Start of Text segment

Thanks @sanjaysrikakulam and @bgruening for reviewing, this feedback is super useful to identify cases to zoom into. Currently, the memory usage is calculated based on the max recorded cgroup memory usage across the past year. Only one year was used because older cgroup metrics are quite iffy - older ones seem to capture the entire node etc. etc. yielding incorrect results.

The ones that have dramatically lower max values than recorded do need further investigation, but at least in my previous spot checks, were mostly correct at last as far as the cgroup metrics were concerned. I will check the ones you have flagged in greater detail and report back.

I think there's still a fair bit more work to do to make sure we are recording correct metrics across the entire federation for cpu, memory and if possible, perhaps even gpu. We should also merge this oustanding PR soon so we can more easily track actual tpv mem allocations: https://github.com/galaxyproject/tpv-shared-database/pull/63/files
If we can get these issues fixed, we should be able to enhance the scripts for CPU optimization as well I think, and rerun say mid to late next year with even more data.

@nuwang
Copy link
Member Author

nuwang commented Aug 8, 2024

At first glance, I felt:

  1. I think the default mem should be at least 3.8G: The max and the adjusted_mem both should have the range above the default mem (something like 3.8 or 4 GB). I think allocating mem to be less than that might warrant unforeseen errors and issues, and having a 1 or 2G buffer is good in all cases in my opinion. Most of the changes seem to set mem to <1 or 2G.

I agree with your point - we don't want to cause mass failures and have a huge admin headache. Perhaps we can take a more incremental approach and experimentally lower just a few tools and see how well we do. The problem with a minimum allocation of say 4GB is that frequently used tools that actually don't require much memory result in substantial wastage in aggregate.

End of Text segment

▶ _Given exercise_
Answer these from the memory usage thread above:
1. Across what period of time was the max recorded cgroup memory usage taken?
2. What minimum default memory does the quoted feedback suggest?
3. Roughly when is a rerun with more data suggested?

Start of Supplied material

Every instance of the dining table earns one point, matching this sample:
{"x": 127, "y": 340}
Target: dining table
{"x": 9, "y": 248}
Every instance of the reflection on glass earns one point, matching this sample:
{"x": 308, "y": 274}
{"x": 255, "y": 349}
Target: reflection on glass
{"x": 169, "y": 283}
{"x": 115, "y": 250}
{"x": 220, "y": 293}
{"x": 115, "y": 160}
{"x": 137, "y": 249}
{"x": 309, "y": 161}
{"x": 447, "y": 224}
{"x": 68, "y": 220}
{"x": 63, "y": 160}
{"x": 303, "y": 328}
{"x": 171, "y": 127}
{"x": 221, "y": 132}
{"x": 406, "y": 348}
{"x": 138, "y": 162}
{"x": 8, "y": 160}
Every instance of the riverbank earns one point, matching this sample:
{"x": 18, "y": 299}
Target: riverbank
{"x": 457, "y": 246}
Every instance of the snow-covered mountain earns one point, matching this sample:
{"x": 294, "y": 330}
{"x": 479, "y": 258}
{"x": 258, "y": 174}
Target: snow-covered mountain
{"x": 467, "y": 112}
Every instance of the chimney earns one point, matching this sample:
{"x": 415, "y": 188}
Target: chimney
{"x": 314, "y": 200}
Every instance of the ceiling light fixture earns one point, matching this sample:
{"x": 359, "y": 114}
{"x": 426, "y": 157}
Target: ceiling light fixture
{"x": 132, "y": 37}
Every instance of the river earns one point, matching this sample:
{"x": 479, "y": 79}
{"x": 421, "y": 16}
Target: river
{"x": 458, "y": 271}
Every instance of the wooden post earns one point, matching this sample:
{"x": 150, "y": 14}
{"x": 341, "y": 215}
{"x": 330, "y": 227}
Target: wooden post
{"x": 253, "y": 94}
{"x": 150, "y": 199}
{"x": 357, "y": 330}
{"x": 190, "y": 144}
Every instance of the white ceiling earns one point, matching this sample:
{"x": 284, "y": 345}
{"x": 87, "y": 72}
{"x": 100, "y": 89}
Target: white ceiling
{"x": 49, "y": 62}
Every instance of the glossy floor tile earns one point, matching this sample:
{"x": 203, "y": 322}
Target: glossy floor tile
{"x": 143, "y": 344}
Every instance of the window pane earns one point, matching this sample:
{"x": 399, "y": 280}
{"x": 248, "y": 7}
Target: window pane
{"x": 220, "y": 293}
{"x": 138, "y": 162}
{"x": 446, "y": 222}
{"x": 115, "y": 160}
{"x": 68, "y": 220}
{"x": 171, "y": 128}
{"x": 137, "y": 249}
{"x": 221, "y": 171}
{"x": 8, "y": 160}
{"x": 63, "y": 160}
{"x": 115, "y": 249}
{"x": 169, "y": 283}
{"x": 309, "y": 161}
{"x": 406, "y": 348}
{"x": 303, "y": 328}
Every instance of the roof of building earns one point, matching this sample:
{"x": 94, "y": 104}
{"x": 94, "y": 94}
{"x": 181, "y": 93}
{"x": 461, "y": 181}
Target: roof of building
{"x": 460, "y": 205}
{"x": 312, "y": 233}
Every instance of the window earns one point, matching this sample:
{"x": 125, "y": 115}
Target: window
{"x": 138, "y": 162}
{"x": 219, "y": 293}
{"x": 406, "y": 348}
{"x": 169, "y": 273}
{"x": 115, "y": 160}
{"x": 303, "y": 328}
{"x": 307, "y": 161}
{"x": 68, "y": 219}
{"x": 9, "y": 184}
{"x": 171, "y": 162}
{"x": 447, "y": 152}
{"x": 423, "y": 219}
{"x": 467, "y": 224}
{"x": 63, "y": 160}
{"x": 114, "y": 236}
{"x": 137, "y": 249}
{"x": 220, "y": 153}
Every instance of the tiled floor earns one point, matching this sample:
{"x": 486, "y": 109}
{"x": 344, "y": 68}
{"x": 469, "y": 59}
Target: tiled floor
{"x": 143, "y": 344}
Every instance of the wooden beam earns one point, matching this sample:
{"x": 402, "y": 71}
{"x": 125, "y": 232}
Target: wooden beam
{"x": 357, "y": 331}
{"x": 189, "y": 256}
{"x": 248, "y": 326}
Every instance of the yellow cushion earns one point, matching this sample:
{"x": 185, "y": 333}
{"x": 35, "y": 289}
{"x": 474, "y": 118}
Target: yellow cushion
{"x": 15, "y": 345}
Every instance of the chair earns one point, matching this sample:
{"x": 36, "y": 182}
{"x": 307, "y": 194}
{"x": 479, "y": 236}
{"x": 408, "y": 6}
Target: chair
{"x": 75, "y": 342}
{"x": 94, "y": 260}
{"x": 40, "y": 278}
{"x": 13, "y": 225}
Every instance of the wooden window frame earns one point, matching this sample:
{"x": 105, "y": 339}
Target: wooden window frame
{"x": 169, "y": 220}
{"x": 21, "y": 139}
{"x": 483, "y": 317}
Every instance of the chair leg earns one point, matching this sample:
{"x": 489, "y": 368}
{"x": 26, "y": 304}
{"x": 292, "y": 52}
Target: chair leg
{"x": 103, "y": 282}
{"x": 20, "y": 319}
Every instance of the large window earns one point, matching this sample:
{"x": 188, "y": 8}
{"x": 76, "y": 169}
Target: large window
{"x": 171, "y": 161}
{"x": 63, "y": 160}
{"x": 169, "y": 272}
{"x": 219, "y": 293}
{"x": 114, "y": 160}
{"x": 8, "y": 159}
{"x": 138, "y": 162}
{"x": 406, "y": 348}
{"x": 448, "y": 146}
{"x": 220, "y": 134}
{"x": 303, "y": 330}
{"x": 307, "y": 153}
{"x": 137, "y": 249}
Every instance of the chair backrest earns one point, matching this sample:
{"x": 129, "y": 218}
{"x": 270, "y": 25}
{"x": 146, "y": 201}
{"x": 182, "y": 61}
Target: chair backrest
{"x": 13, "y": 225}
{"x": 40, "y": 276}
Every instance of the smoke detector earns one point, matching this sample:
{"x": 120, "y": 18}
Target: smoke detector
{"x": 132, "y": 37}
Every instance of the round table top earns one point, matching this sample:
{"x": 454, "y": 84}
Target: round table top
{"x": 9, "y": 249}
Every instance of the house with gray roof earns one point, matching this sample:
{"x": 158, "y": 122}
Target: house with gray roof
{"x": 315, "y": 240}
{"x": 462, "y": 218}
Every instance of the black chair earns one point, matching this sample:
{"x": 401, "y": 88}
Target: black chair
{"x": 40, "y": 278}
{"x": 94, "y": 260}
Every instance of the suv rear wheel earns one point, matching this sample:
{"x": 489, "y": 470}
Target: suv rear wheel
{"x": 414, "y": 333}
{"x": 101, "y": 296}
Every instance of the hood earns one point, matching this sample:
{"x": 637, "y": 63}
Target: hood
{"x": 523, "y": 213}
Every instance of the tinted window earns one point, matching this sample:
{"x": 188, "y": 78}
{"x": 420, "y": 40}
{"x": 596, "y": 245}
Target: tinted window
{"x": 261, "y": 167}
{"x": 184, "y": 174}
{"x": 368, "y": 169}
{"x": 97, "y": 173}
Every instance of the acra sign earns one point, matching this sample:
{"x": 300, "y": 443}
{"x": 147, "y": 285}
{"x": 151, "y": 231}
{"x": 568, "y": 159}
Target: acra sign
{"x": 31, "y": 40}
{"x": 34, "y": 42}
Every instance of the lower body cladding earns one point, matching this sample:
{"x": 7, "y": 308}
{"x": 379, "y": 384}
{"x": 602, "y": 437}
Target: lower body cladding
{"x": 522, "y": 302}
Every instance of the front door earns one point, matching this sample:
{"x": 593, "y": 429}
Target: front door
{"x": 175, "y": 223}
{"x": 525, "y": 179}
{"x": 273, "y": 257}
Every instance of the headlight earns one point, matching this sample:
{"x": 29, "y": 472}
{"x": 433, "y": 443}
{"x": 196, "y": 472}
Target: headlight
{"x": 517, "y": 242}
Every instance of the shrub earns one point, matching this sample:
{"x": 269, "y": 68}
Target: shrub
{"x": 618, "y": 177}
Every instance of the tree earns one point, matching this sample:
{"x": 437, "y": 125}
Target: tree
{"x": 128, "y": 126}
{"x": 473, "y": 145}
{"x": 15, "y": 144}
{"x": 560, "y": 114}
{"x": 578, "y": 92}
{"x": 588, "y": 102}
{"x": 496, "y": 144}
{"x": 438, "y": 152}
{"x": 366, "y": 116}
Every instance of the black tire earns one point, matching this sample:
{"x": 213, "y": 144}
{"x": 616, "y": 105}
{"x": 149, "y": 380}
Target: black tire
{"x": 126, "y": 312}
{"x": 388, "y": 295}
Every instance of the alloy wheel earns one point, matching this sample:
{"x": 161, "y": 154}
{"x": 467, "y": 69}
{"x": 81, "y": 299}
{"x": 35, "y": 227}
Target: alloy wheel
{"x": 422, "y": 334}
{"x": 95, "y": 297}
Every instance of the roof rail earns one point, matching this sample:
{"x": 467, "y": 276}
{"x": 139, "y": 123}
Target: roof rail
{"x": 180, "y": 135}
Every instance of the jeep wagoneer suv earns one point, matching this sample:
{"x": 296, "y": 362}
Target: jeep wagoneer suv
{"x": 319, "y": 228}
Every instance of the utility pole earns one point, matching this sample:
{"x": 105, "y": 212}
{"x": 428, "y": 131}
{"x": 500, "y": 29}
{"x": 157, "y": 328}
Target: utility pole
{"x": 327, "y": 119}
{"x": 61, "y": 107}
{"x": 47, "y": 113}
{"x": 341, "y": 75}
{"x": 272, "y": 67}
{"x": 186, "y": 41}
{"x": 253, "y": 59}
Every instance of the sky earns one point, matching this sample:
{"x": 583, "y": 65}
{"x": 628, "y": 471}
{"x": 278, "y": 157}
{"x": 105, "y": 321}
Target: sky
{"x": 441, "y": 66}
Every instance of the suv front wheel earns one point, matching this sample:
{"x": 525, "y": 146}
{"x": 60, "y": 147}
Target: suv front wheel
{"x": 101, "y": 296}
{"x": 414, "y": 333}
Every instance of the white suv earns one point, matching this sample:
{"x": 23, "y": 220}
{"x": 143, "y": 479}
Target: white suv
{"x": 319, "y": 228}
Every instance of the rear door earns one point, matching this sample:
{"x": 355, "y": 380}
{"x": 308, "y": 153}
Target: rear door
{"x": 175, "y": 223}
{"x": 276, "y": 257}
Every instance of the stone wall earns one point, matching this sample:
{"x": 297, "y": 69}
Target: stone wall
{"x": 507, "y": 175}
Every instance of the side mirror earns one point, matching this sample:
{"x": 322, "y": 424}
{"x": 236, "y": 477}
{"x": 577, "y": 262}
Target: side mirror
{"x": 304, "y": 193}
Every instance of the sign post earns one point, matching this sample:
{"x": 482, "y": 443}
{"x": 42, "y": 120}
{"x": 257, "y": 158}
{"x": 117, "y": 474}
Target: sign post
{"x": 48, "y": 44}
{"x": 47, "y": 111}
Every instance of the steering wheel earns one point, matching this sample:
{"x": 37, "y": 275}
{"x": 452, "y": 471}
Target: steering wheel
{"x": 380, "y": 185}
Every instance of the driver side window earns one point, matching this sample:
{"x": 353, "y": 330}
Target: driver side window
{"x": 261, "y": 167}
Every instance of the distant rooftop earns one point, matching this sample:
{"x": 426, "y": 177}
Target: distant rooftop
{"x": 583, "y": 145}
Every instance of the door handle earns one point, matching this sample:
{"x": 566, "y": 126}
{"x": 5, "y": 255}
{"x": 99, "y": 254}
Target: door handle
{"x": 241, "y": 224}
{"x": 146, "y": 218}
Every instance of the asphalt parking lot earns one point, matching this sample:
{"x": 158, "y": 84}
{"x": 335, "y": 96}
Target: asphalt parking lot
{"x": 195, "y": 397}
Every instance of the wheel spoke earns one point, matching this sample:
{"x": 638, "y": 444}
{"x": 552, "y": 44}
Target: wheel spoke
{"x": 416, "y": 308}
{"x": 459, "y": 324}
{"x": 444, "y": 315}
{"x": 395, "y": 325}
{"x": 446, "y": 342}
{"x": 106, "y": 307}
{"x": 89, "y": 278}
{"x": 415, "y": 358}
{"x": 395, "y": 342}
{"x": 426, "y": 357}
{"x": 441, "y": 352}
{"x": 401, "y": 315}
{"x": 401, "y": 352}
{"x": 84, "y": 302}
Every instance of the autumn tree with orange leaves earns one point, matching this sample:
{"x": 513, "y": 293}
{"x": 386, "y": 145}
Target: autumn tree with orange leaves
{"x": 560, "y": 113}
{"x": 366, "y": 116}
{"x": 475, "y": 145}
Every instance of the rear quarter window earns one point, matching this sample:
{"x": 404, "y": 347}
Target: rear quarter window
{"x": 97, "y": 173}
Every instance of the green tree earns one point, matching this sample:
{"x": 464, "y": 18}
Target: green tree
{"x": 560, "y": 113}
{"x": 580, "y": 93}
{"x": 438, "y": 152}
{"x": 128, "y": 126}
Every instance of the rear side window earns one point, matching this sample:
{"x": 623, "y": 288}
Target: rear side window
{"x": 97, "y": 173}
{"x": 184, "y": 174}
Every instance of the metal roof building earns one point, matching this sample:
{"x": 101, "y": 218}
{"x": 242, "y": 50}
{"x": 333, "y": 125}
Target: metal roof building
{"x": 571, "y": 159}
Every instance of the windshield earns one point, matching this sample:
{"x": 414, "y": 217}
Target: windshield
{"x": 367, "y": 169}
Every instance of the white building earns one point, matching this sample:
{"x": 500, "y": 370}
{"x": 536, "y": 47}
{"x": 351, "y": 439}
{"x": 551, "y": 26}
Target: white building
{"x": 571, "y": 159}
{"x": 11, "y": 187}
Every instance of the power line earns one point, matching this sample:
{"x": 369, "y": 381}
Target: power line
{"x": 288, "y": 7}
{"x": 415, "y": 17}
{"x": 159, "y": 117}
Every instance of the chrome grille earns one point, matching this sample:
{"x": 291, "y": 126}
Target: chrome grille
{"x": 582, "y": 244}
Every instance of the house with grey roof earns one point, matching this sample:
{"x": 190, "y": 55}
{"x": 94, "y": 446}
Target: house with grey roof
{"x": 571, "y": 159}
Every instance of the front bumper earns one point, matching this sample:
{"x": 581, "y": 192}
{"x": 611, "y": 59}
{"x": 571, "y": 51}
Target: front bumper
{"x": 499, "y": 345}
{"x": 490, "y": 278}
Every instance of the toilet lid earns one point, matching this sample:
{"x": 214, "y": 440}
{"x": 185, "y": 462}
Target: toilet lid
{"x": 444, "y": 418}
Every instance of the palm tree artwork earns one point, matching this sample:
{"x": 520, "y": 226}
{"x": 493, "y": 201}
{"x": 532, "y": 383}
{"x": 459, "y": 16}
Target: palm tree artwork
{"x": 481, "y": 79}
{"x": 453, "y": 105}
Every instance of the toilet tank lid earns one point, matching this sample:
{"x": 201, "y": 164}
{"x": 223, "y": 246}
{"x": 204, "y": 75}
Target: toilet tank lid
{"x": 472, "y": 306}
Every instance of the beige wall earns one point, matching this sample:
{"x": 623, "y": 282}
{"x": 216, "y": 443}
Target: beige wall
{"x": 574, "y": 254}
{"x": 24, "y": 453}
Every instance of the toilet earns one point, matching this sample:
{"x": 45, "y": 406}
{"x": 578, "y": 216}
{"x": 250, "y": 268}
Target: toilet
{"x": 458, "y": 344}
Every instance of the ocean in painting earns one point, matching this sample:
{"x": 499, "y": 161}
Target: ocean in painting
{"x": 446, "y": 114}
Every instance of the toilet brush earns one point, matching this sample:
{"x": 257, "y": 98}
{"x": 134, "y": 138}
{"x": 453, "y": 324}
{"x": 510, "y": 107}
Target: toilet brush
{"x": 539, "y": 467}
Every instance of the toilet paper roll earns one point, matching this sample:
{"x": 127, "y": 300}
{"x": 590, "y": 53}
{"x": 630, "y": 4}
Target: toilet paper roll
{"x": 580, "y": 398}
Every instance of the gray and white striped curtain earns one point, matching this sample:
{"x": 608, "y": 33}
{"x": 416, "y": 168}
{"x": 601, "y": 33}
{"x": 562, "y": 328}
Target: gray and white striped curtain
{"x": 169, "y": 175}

End of Supplied material

▶ _Solution_
1. The past year.
2. At least 3.8G (something like 3.8 or 4 GB).
3. Mid to late next year.